• _Work item_
Down to the final line, reproduce the entries that follow exactly.
*** Begin section ***
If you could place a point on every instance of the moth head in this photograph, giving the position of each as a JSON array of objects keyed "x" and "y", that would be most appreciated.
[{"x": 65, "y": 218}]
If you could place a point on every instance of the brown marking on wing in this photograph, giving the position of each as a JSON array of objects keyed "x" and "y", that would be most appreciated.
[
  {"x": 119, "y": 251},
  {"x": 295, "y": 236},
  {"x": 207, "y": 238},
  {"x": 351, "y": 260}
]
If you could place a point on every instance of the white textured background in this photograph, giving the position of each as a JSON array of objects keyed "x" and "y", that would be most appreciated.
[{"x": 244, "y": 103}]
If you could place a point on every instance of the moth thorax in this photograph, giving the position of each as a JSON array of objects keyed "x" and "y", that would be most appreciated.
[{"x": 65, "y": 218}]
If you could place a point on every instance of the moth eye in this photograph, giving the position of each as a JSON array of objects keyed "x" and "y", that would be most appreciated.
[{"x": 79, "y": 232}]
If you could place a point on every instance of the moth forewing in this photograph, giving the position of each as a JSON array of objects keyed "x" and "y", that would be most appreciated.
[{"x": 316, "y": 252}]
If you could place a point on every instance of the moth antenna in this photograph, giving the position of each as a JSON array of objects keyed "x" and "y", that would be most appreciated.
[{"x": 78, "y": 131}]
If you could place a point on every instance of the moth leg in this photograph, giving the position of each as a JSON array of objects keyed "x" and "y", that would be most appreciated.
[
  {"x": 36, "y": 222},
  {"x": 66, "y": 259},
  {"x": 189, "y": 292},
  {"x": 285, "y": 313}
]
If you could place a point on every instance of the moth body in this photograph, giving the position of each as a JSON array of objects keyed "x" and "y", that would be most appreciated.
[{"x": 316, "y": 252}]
*** End section ***
• _Response to this task_
If you could place a point on every instance of the moth head in this photograph, giving the position of each as a JSON array of objects keyed "x" and "y", that would be most appreciated.
[{"x": 65, "y": 218}]
If you could place a point on every instance of the brown marking on wing in this photograph, giving the position of each as a JSON array of objects keyed "x" and "y", that would be most appreciated.
[
  {"x": 119, "y": 251},
  {"x": 295, "y": 236},
  {"x": 207, "y": 238},
  {"x": 351, "y": 260}
]
If you could place a point on every instance of the white textured background in this photograph, giving the position of each as a JSON array of objects keyed "x" and "y", that would be most appreciated.
[{"x": 244, "y": 103}]
If you could place a point on every instance of the moth thorax in this photograph, giving the position of each as a JSON array of objects keyed "x" and "y", that would be most appreciated.
[{"x": 65, "y": 218}]
If you could place a point on every instance of the moth eye in this photograph, giving the position of each as a JSON array of objects keyed "x" and "y", that would be most appreciated.
[{"x": 79, "y": 232}]
If you could place a point on every instance of the moth forewing in this photograph, giving the position of each as a JSON array of objects keyed "x" and "y", that would be most appreciated.
[{"x": 316, "y": 252}]
If you could place a point on every instance of the moth antenna in this photograph, giving the position of each as a JSON array of objects keyed "x" and "y", that would be most appreciated.
[{"x": 78, "y": 131}]
If you could place a point on every instance of the moth leg in this photograph, giving the position of each as a JSON array of objects keyed "x" and "y", that would be most appreciated.
[
  {"x": 36, "y": 222},
  {"x": 66, "y": 259},
  {"x": 189, "y": 292},
  {"x": 285, "y": 313}
]
If you could place a point on every instance of the moth body in this photograph, giving the position of each as a JSON array of objects keyed "x" and "y", that would be most appreciated.
[{"x": 316, "y": 252}]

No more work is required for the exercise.